* Start Dataset excerpts *
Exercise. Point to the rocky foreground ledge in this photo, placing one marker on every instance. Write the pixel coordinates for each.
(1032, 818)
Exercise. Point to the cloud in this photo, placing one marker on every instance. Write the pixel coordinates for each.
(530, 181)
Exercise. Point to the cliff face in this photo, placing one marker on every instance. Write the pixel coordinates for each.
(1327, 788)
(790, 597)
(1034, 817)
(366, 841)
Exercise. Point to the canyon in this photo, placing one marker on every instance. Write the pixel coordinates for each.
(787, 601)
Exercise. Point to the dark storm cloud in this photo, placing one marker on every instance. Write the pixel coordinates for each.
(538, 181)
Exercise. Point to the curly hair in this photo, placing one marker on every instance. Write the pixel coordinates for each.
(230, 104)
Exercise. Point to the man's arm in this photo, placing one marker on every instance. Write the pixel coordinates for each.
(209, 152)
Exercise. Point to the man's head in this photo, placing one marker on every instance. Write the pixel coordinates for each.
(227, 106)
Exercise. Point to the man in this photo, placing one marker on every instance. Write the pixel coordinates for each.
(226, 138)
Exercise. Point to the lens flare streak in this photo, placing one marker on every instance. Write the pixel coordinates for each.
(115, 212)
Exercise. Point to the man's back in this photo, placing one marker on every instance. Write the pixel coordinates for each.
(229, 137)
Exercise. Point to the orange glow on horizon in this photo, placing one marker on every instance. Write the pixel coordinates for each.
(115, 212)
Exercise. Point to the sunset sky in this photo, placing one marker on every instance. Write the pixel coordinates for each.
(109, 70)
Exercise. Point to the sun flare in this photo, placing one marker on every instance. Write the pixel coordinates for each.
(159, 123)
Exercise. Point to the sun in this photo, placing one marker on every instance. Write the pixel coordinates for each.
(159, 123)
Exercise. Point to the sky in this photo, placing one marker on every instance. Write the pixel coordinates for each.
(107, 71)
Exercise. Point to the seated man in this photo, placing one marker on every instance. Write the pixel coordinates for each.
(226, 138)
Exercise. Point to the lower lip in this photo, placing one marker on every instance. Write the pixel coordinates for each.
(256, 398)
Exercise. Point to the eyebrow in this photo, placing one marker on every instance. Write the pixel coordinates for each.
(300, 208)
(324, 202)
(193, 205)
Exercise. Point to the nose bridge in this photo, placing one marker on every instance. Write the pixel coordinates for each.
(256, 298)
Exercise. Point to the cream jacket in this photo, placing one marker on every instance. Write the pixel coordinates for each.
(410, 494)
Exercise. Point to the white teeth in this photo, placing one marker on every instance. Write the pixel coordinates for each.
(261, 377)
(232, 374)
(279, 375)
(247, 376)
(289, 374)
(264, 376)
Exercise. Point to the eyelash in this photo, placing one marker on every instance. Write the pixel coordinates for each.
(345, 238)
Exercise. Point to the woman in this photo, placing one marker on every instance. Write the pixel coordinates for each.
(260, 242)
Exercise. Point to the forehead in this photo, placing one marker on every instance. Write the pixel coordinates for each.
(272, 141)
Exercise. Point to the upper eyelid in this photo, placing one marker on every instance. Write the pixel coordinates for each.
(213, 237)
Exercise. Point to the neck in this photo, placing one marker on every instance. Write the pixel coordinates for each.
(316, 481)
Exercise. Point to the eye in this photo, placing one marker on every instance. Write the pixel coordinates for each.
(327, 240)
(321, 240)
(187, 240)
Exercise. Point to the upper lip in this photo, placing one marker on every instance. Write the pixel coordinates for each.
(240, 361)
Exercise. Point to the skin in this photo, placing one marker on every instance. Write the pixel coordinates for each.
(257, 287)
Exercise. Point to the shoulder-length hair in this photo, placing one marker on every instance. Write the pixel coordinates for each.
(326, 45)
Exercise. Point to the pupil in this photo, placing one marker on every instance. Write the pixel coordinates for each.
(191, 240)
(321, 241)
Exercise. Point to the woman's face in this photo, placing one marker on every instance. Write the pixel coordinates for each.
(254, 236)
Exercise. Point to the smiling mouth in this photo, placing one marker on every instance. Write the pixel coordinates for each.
* End Dataset excerpts *
**Task directions:** Reproduce every item above verbatim, keeping each line unchanged and in its original order.

**Result of this task:**
Exercise. Point to the rocky foreground ledge in this photo, placing one marker on every instance. Write the pixel coordinates for each.
(1032, 818)
Exercise. Point to the cloud in this photo, placing one marker on every instance. Write the pixel coordinates for each.
(530, 181)
Exercise. Point to the cliff face in this photo, placing one marker on every instance. Write the pixel coordinates for each.
(1327, 788)
(790, 597)
(1034, 817)
(366, 841)
Exercise. Point to the canyon in this photo, placing one marker on every instance. Write the pixel coordinates for each.
(787, 601)
Exercise. Point to the dark storm cloud in this photo, placing one marker on every instance. Write the pixel coordinates for each.
(538, 181)
Exercise. Point to the curly hair in this photo, placing one marker on every instance. Write the pixel coordinates for each.
(230, 104)
Exercise. Point to the man's arm in this photo, placing one marker on every instance. Write the pixel coordinates for each.
(209, 152)
Exercise. Point to the man's head in this photo, placing one marker on every instance. Write the pixel coordinates for each.
(227, 106)
Exercise. Point to the man in this photo, placing one marker on every instance. Write the pixel coordinates for each.
(226, 138)
Exercise. Point to the lens flare streak in this photo, placing one marker on every instance. Write the pixel coordinates for each.
(115, 212)
Exercise. Point to the man's back in this photo, placing one marker on every instance. Write the pixel coordinates for each.
(229, 137)
Exercise. Point to the orange glow on horizon in this photo, placing one marker on every instance. Write the pixel coordinates for each.
(115, 212)
Exercise. Point to the sunset sky in this photo, placing one marker on every instance. Write the pixel coordinates for each.
(109, 70)
Exercise. Point to the sun flare in this photo, placing one marker on every instance. Write the pixel coordinates for each.
(159, 123)
Exercise. Point to the sun in this photo, placing one marker on every instance. Write the pixel coordinates for each.
(159, 123)
Exercise. Point to the sky in this photo, placing one marker on every instance. Write the pixel coordinates for each.
(107, 71)
Exercise. Point to the seated man in this photo, placing one marker on every instance. Write the pixel coordinates for each.
(226, 138)
Exercise. Point to the lower lip in this photo, placing one marker on every instance. Write the pixel coordinates for each.
(256, 398)
Exercise. Point to the eyebrow in this photo, placing one marker on every instance. Write the pixel coordinates for each.
(300, 208)
(324, 202)
(193, 205)
Exercise. Point to the nose bridge in this photo, placing one marker on every instance. Write the pixel coordinates for each.
(256, 298)
Exercise. Point to the cream jacket in this photo, placing one marker on every instance. Write the pixel coordinates for each.
(410, 494)
Exercise. Point to the white teeth in this photo, placing one marker on every instance. Write the pixel coordinates for each.
(261, 377)
(232, 374)
(279, 375)
(247, 376)
(289, 374)
(264, 376)
Exercise. Point to the eyelash in this photo, placing one marker on every instance. Write the pixel coordinates for each.
(345, 238)
Exercise. Point to the woman in this photo, placing one marker on every instance. Write the pixel coordinates for each.
(260, 242)
Exercise. Point to the forehead in this photo, placing one marker on every instance. Write the pixel coordinates for each.
(272, 141)
Exercise. Point to the upper eyelid in this photo, placing one marker on every instance. Write the pixel coordinates for each.
(213, 237)
Exercise. Point to the neck in this photo, placing one marker on every instance. Write the pixel coordinates for each.
(316, 481)
Exercise. Point to the eye in this photo, placing one marker on every instance. Write the pixel coordinates for each.
(327, 240)
(321, 240)
(187, 240)
Exercise. Point to the upper lip in this photo, placing one marker on every instance. Write the pixel coordinates for each.
(240, 361)
Exercise. Point to the skin in this photo, placing one marker on every instance. Write the pixel coordinates for each.
(257, 287)
Exercise. Point to the shoulder-length hair in this photo, placing one marker on every instance. Write the pixel coordinates for each.
(326, 45)
Exercise. Point to the pupil in this photo, placing one marker on every instance. Write the pixel coordinates for each.
(191, 240)
(321, 241)
Exercise. Point to the woman's face in this photo, placing one marker on every instance. Write the pixel coordinates for each.
(254, 236)
Exercise. Point to the smiling mouth in this photo, placing one marker on every instance. Write the pixel coordinates for each.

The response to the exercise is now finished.